▶ **Text shown**
((
- Directed by: Park Kang
- Written by: Park Kang
- Starring: Seo Hyun-woo; Ryu Abel [ko]; Shim Eun-woo; Ko Eun-min [ko]; Kim Woo-kyum;
- Distributed by: Film Movement
- Release date: October 2021 (Busan International Film Festival);
- Running time: 102 minutes
- Country: South Korea
- Language: Korean

= Seire (film) =

Seire (세이레) is a 2021 South Korean horror film directed by Park Kang and starring Seo Hyun-woo, Ryu Abel, Shim Eun-woo, Ko Eun-min and Kim Woo-kyum.

==Cast==
- Seo Hyun-woo as Woo-jin
- Ryu Abel
- Song Duk-ho as Intravenous Patient
- Shim Eun-woo
- Ko Eun-min
- Kim Woo-kyum
- Seo Jin-won as President of the Health Center

==Release==
The film premiered at the 26th Busan International Film Festival in October 2021. The film will receive a theatrical release in 2022.

==Reception==
Seire won the FIPRESCI award at the 26th Busan International Film Festival.

Alain Elliot of Nerdly rated the film 4 stars out of 5, calling it "the perfect showcase of how to blend old tales and folklore in a modern setting and telling real stories that are relevant now".
))
▶ **Dataset entries**
((
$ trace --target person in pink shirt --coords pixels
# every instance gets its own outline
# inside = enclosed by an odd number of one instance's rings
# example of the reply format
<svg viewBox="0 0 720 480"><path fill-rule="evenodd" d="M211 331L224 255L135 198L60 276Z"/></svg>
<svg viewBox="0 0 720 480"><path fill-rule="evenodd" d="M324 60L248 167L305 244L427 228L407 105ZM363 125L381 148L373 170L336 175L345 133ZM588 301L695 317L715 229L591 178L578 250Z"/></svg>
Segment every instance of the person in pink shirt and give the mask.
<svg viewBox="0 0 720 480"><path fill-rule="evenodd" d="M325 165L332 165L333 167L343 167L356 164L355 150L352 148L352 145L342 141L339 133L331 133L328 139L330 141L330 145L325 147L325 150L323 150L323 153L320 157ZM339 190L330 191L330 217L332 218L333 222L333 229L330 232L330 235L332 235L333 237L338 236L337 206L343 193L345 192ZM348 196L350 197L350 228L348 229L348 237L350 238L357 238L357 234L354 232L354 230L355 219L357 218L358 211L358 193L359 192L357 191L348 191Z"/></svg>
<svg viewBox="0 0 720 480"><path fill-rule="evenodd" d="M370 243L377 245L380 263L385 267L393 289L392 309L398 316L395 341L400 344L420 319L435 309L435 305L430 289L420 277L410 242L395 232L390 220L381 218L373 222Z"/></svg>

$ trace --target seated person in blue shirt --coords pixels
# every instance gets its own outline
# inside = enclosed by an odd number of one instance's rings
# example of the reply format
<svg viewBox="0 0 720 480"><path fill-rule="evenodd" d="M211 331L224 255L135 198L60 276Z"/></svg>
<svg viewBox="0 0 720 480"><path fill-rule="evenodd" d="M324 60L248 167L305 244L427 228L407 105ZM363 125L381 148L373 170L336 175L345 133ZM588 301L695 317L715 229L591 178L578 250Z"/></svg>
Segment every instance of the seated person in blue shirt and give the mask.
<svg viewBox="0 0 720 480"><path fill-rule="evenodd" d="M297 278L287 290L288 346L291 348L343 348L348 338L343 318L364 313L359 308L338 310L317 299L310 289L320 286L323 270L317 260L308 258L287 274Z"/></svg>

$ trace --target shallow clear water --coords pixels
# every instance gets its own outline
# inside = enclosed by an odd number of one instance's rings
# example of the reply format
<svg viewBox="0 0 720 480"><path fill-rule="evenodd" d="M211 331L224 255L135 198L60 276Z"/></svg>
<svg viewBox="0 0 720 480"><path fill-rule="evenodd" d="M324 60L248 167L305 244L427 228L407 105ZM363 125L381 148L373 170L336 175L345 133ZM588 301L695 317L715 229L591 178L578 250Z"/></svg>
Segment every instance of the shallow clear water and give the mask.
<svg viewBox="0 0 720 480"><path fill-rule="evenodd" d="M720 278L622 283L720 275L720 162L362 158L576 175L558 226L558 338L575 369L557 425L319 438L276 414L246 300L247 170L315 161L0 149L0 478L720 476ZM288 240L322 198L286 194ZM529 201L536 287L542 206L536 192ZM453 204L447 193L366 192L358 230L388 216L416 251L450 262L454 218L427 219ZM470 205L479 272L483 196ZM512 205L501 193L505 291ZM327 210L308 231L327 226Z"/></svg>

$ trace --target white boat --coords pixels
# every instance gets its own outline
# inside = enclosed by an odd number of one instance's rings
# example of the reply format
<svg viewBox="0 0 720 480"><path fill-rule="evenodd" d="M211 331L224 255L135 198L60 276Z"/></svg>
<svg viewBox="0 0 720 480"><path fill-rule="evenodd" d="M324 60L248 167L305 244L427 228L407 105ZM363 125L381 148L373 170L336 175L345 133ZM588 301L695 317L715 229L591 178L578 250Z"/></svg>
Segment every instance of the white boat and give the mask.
))
▶ **Exercises to complete**
A – Answer these questions from the text on the film Seire:
(i) Who directed the film?
(ii) What is its running time?
(iii) Which award did it win at the 26th Busan International Film Festival?
B – Extend the article on the film Seire beyond its final sentence.

▶ **Results of the exercise**
A –
(i) Park Kang
(ii) 102 minutes
(iii) The FIPRESCI award

B –
Chad Collins of Dread Central rated the film 3.5 stars out of 5, calling it "a haunting, austere ghost story."

Neil Young of Screen Daily wrote a positive review of the film, stating that it "balances psychological probings and potentially supernatural elements in deliberately disorienting and accomplished fashion."

Panos Kotzathanasis of HanCinema gave the film a positive review, writing, "The overall minimalism with the occasional splashes of visually impressive moments appears to be a well-fitted approach for the "new generation" of horror films, along with the combination of a number of art-house elements, as the richness in context."

Sean Parker of Horror Obsessive wrote a positive review of the film.